(Exercise directions):
Output the line that contains "the woman's fingers?" and every line after it to the end of the entries, with nothing added or left out.

Coordinate annotation entries:
....
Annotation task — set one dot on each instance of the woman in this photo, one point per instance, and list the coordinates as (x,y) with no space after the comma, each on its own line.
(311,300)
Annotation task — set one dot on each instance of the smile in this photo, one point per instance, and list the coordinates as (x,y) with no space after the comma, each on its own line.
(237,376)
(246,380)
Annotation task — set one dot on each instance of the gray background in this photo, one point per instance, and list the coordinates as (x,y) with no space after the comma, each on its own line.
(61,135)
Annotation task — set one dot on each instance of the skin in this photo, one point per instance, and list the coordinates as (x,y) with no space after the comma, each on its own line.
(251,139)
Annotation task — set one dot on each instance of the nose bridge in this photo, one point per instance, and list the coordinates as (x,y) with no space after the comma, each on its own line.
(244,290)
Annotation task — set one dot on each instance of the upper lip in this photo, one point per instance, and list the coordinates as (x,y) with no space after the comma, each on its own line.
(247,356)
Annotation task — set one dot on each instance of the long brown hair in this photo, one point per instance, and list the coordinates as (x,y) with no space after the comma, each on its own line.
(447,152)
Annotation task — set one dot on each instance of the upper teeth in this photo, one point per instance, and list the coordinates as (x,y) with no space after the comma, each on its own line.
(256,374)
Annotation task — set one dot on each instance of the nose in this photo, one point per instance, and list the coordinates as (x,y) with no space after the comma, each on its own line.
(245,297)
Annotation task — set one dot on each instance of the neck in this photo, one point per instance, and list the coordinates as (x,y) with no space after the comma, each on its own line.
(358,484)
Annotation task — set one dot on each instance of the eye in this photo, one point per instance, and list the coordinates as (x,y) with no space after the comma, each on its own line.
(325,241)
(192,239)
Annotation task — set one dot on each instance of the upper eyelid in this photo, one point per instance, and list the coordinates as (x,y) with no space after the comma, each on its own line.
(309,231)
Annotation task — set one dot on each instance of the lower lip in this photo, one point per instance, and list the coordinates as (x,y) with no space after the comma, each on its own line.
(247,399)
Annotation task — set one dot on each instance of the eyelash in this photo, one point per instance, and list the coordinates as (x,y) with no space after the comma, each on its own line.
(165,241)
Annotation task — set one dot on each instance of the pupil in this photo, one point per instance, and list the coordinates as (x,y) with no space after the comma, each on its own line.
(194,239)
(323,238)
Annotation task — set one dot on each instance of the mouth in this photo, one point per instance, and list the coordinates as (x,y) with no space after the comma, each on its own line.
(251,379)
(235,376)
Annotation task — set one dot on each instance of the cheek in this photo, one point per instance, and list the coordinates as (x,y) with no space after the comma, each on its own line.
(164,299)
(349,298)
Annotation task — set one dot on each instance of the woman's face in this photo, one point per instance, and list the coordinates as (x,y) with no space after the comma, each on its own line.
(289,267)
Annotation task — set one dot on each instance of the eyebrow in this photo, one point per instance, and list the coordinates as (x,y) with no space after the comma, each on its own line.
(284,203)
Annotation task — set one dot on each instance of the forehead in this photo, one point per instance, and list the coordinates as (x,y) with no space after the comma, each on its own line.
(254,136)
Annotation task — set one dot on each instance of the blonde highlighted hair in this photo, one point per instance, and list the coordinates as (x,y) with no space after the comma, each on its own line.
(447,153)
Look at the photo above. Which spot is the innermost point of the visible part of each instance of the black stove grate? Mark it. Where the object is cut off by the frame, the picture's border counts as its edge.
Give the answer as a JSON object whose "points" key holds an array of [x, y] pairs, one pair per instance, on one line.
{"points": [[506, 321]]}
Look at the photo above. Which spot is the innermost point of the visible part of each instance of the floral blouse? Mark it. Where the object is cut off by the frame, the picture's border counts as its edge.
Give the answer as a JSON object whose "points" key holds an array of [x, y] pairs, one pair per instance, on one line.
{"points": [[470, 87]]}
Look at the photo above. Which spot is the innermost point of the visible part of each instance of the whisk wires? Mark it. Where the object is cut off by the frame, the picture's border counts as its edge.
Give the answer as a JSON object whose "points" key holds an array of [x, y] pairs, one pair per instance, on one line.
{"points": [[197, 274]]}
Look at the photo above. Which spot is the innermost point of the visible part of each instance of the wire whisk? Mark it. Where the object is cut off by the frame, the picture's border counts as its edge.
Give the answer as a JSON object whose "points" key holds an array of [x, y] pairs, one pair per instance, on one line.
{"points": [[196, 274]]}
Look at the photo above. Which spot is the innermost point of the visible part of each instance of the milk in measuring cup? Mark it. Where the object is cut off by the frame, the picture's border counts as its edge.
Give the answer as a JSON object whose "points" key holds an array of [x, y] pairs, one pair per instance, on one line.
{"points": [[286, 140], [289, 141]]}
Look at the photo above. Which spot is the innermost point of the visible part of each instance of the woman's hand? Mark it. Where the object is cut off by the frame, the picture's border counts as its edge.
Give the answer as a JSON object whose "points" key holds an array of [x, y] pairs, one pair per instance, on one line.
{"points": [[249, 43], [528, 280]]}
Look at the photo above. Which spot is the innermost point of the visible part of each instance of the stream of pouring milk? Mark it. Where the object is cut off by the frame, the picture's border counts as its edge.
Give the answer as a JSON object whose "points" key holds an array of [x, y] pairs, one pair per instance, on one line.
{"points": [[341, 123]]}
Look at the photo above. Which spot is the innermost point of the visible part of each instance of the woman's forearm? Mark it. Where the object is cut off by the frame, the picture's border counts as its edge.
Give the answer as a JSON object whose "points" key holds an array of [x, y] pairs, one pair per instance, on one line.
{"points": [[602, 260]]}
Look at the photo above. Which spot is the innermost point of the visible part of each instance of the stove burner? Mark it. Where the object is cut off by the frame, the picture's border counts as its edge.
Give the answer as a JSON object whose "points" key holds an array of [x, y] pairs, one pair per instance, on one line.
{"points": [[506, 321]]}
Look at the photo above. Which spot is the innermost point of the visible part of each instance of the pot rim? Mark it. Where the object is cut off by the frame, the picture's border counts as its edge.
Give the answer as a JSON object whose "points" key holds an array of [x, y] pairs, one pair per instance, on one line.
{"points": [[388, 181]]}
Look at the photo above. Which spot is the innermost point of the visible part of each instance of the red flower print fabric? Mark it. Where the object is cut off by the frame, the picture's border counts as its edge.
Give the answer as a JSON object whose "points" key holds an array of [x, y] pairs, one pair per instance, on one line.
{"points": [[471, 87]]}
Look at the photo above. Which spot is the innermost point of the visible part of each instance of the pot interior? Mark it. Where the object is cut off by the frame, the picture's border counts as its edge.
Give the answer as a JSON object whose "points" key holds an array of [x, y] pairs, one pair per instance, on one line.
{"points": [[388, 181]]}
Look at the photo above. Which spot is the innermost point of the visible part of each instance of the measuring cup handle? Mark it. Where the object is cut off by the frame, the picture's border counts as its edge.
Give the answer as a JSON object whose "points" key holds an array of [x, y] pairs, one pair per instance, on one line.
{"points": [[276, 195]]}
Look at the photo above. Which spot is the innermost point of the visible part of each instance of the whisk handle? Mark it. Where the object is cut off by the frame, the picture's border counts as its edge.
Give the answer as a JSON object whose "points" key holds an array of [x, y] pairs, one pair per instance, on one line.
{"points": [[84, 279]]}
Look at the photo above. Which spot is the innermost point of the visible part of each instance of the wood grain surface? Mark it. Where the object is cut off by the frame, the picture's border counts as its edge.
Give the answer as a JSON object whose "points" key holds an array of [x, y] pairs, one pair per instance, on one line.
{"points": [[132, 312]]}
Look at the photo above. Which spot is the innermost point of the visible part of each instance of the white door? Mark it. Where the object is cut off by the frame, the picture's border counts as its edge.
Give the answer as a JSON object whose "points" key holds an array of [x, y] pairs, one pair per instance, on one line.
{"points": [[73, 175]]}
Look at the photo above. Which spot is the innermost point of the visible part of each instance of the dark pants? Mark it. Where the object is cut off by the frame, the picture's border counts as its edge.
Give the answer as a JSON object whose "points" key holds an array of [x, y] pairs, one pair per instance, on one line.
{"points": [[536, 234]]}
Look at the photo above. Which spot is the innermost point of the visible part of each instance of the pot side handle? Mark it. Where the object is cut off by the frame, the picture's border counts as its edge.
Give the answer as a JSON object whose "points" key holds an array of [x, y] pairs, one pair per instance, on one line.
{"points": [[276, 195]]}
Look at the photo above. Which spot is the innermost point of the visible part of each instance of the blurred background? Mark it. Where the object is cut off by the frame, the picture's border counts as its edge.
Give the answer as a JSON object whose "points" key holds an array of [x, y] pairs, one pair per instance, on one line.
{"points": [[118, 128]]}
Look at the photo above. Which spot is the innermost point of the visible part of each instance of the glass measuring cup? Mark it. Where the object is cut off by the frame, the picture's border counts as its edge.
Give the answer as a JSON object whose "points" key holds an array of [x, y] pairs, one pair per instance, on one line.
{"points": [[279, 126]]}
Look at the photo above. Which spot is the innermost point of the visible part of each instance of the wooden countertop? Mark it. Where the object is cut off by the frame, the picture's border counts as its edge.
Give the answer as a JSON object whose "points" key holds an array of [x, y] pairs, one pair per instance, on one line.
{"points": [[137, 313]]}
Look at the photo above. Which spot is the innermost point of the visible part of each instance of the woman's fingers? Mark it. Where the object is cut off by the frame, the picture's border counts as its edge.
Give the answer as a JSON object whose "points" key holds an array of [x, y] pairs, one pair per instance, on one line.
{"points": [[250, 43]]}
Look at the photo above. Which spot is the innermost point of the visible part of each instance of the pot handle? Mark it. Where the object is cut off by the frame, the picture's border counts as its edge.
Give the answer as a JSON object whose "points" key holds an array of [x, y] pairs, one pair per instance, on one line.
....
(Solution for this exercise):
Look at the photo above. Which spot is the innermost point of the visible part of each instance of the woman's fingers? Mark it. Where the object is cut off by the frame, the picture's border counts as its edge.
Give the answer as a JSON object whose "points" key holds an array of [x, y] pairs, one pair per instance, on one line.
{"points": [[250, 43]]}
Look at the photo above. Which spot is the innermost point of the visible part of each instance of the pot handle? Mark it. Where the object is cut off by the frame, the picture's border counts as its edge.
Give the answer as a JSON object whose "points" key holds an array of [x, y] pairs, one pair per instance, on one line.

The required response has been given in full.